Task inputs:

■ ■ ■

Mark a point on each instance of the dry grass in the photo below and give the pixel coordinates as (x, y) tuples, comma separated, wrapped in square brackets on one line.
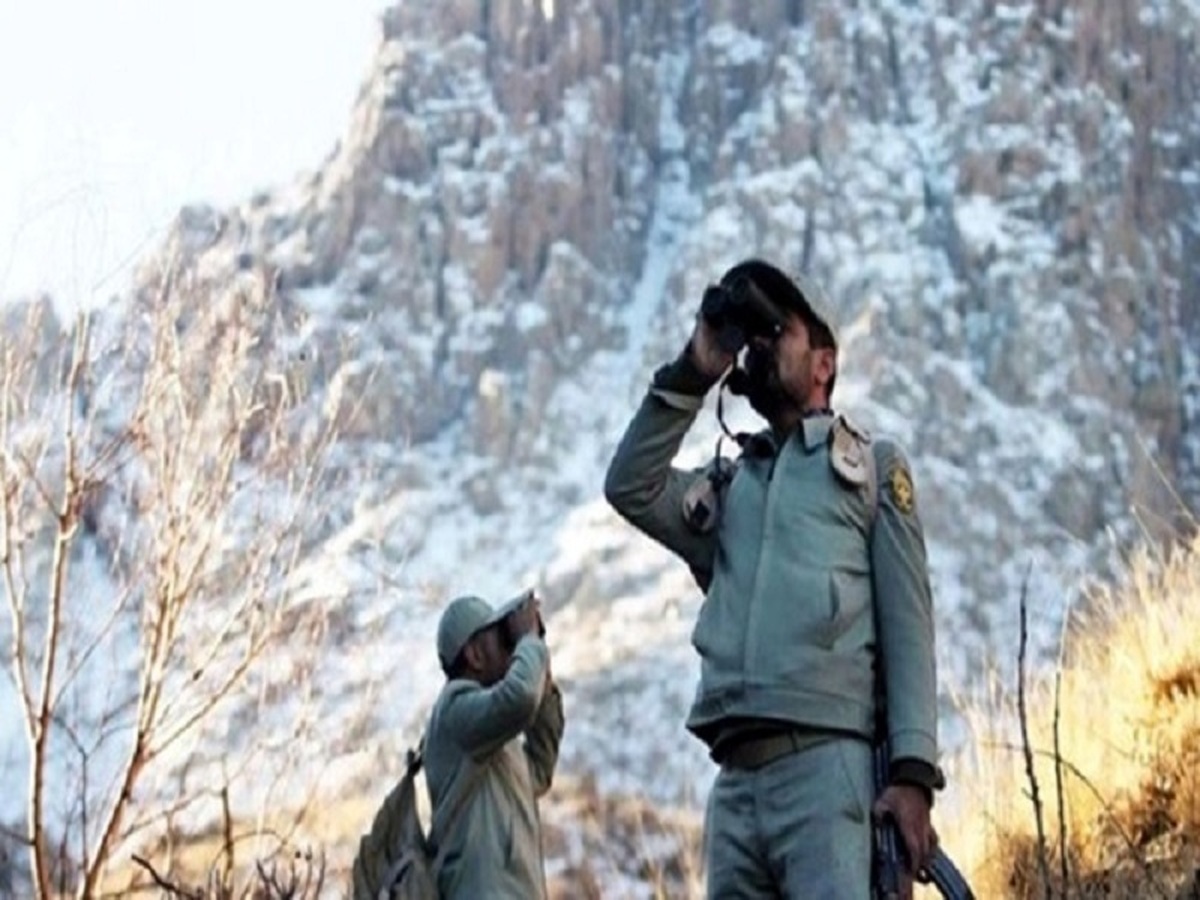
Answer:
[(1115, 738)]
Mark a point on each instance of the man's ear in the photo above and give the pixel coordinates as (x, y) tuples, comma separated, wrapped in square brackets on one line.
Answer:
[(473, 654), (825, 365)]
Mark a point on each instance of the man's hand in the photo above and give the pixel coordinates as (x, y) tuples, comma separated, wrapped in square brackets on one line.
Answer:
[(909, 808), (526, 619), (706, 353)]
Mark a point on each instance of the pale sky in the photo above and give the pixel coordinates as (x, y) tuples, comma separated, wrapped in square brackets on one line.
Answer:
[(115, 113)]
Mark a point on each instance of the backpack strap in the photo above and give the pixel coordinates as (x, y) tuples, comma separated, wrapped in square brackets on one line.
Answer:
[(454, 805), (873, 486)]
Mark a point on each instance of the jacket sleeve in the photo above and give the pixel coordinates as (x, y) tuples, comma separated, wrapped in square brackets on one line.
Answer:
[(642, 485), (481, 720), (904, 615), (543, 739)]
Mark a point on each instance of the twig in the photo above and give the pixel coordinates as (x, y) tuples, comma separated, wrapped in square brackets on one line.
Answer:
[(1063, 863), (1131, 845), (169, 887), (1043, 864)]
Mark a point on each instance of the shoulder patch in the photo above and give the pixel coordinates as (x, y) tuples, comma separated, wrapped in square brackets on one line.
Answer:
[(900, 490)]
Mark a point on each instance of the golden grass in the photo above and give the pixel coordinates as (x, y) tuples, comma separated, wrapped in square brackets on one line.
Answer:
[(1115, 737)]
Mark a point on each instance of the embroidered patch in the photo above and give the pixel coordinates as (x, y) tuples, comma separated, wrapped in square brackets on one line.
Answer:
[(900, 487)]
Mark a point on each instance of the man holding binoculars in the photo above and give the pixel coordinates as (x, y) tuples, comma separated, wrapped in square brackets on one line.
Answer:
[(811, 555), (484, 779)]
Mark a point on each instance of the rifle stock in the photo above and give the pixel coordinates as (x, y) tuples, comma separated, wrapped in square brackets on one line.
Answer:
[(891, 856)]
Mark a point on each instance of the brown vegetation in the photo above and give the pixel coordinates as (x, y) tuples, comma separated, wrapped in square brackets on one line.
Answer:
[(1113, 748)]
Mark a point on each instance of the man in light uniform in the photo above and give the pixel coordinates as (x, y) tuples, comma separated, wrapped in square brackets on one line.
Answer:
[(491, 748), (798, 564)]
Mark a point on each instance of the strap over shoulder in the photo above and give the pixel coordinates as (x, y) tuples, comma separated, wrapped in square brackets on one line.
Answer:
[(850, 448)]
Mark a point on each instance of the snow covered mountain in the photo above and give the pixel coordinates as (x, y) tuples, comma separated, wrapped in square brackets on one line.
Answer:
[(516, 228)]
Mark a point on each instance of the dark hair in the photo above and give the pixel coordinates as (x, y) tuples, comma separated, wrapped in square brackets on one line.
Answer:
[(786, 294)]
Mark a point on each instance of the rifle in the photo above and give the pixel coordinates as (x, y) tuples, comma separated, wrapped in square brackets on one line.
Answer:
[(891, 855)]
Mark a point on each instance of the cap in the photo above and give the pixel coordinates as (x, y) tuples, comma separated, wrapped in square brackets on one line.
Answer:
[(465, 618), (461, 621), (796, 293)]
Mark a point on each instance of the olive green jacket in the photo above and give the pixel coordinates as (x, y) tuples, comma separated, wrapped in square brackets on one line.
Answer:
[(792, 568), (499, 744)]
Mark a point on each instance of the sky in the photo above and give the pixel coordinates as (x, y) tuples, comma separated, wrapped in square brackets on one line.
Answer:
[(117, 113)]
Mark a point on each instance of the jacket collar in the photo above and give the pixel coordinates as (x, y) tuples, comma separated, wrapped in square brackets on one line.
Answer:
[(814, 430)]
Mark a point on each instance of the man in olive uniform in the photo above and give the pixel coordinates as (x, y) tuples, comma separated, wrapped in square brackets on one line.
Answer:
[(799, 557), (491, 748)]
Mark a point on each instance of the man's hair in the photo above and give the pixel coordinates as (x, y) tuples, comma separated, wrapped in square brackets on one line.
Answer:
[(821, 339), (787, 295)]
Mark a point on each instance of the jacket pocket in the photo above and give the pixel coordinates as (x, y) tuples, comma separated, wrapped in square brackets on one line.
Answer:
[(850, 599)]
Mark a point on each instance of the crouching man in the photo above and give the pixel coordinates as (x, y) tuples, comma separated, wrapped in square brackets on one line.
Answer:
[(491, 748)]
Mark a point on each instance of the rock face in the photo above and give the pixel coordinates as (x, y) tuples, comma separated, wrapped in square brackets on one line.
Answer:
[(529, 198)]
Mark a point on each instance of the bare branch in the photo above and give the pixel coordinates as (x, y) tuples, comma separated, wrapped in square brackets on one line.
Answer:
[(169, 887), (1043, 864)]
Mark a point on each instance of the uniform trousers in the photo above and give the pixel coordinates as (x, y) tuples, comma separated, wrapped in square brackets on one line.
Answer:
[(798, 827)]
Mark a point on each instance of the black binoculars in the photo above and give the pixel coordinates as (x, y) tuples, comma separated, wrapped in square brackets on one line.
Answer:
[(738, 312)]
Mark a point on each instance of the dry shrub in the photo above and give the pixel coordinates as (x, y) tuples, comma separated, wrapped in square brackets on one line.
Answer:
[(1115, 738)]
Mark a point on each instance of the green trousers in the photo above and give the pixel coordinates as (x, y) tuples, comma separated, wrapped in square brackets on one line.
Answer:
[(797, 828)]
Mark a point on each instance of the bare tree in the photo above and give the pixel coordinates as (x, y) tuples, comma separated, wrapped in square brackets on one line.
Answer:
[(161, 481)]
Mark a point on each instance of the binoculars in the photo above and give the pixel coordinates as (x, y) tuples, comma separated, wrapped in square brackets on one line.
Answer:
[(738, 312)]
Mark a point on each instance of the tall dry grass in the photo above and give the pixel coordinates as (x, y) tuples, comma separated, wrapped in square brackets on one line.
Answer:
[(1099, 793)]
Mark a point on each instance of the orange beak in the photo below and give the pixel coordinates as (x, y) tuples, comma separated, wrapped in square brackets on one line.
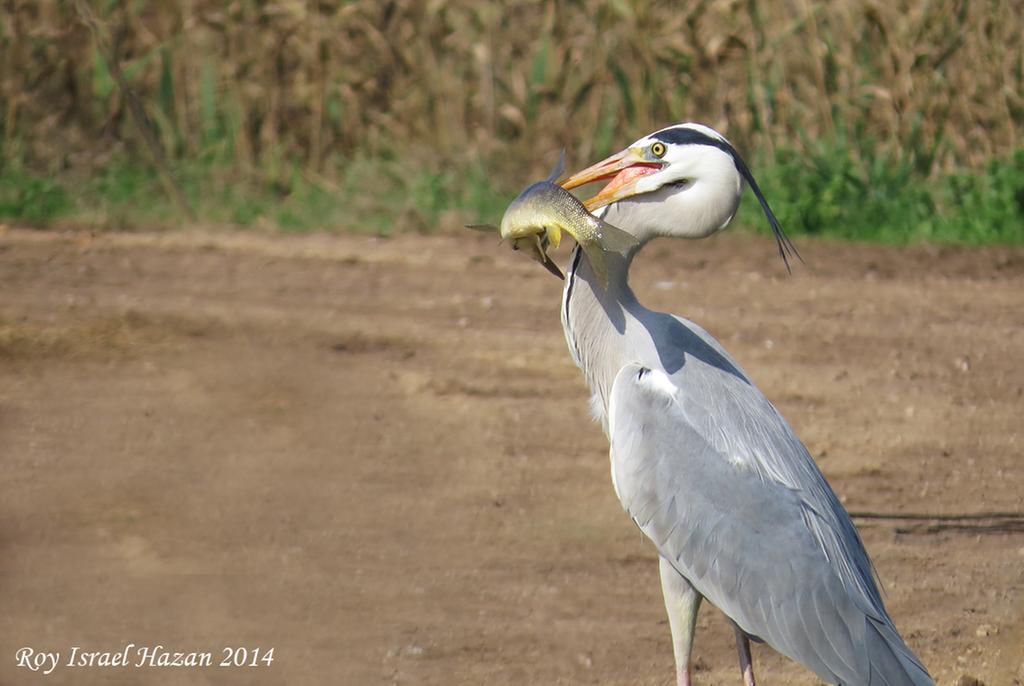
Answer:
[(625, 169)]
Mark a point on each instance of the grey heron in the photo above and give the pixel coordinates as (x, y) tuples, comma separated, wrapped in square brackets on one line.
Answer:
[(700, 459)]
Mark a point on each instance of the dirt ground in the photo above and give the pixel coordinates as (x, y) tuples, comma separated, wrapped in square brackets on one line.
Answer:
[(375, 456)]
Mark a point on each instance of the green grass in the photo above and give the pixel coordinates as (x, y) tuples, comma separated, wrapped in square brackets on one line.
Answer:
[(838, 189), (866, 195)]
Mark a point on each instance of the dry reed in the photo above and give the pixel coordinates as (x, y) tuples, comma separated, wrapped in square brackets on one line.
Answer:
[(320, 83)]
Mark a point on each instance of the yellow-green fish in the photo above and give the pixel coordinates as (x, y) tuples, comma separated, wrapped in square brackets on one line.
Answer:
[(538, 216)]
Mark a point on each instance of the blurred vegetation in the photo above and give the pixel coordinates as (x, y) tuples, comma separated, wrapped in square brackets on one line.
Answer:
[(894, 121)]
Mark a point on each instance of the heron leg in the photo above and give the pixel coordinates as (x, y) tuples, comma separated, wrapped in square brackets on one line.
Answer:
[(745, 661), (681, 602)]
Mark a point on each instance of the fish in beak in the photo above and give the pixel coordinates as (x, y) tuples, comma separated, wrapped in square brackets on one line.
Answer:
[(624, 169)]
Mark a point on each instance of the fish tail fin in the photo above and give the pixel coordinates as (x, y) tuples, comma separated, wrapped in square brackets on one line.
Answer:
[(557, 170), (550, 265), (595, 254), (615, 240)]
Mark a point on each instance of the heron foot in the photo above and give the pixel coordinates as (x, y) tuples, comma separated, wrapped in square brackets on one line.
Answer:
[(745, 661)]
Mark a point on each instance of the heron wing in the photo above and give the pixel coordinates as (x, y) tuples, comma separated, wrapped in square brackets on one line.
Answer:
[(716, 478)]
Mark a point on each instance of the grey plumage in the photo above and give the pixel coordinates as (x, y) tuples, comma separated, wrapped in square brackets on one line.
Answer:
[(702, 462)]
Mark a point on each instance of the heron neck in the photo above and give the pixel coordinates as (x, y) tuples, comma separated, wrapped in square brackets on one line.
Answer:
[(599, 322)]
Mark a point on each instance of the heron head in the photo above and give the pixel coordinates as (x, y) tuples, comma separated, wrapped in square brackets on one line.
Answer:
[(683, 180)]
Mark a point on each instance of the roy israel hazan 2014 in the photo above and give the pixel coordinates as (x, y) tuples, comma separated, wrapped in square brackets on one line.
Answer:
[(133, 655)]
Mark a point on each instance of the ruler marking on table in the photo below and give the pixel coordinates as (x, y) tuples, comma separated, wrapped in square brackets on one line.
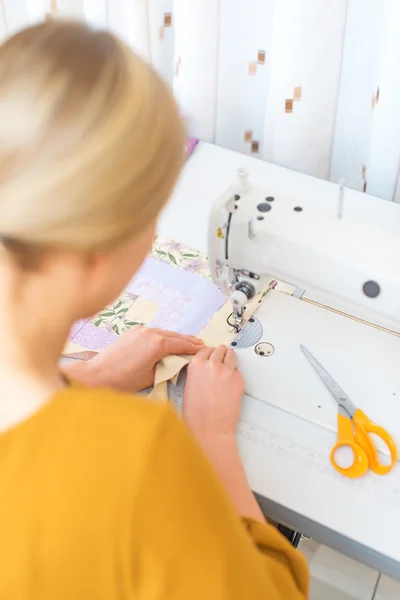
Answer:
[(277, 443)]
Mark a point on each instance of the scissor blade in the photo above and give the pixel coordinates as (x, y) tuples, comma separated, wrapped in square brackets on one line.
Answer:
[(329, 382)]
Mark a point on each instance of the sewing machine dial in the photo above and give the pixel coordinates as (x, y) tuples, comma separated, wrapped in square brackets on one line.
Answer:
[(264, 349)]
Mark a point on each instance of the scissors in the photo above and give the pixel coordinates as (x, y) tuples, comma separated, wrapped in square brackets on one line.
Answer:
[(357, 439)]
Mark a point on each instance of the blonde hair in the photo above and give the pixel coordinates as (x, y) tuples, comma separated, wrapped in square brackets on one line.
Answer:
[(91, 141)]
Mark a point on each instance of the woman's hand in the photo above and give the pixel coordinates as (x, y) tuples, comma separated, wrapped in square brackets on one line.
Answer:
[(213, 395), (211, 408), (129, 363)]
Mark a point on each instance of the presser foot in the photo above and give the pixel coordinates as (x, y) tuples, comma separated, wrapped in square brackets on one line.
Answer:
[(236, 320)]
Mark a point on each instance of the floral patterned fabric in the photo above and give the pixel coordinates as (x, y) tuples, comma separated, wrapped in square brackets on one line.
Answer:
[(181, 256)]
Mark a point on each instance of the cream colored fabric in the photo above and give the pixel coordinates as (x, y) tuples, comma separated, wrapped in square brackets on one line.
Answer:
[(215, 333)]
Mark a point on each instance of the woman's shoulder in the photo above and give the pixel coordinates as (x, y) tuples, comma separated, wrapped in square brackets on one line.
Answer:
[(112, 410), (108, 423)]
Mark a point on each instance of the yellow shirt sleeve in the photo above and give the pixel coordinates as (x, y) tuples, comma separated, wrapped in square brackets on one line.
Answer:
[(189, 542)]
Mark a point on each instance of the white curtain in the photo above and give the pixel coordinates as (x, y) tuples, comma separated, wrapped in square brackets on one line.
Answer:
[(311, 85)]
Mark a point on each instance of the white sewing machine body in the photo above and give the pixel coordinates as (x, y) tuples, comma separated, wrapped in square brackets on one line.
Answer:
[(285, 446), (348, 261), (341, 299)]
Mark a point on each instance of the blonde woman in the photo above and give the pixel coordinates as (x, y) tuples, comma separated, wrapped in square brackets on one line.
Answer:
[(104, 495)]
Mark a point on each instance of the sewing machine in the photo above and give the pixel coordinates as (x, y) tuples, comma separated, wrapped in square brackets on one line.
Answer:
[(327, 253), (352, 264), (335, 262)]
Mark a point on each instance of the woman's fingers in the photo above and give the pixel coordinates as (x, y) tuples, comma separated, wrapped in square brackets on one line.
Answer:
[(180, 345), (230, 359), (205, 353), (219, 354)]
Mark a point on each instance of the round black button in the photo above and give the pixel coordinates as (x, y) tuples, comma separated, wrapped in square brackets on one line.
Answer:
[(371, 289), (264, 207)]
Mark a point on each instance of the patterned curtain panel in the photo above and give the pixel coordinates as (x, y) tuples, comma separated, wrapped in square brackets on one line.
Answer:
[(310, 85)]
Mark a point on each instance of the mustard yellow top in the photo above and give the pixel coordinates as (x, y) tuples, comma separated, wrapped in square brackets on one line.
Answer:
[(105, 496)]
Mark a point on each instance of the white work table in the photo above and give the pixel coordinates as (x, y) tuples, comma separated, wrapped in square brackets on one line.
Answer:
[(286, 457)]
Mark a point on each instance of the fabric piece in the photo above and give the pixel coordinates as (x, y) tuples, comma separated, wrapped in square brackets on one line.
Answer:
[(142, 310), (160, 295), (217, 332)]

■ ■ ■

Problem description:
Set down, word for word, only the lines running from the line with "Mark a point on each instance of the woman's fingers" to the last line of the listing above. Both of those lines belong in your answer.

Written response:
Mark a point on each instance of the woman's fingers in the photo above and give the pixel coordinates as (x, y) tuples, comma separated, wrapped in square brackets on one line.
Answer:
[(180, 345), (230, 359), (205, 353), (219, 354)]
Mark a point on each instance of the round black button in the photo above and give the pixel coordinates as (x, y) tuples, comma separated, wrapped in square brackets on one line.
Answer:
[(371, 289), (264, 207)]
Mark a point on each instance of the patterned curtain panel in the photo above and give the pixel coordinates as (x, y) tuples, comma separated, wrapped in square brackets on one line.
Answer:
[(310, 85)]
Mark a point on each instance of the mustard yellow top in the photo above and give the pixel coordinates as (x, y) tuples, comma separated, wrapped in square brackets on one line.
Answer:
[(105, 496)]
Mark a point on each instance of the white work table in the photo above and give the pixel coordinates as (x, y) tuples, comma separated, wrapped in square brackets on one line.
Answer:
[(286, 457)]
Mark a point on each instance of the fabric piece in the photo above and give the pixel coordinates as (x, y) tuples, comma separated, wrapped in square brackets on one line.
Answer:
[(142, 310), (160, 295), (217, 332)]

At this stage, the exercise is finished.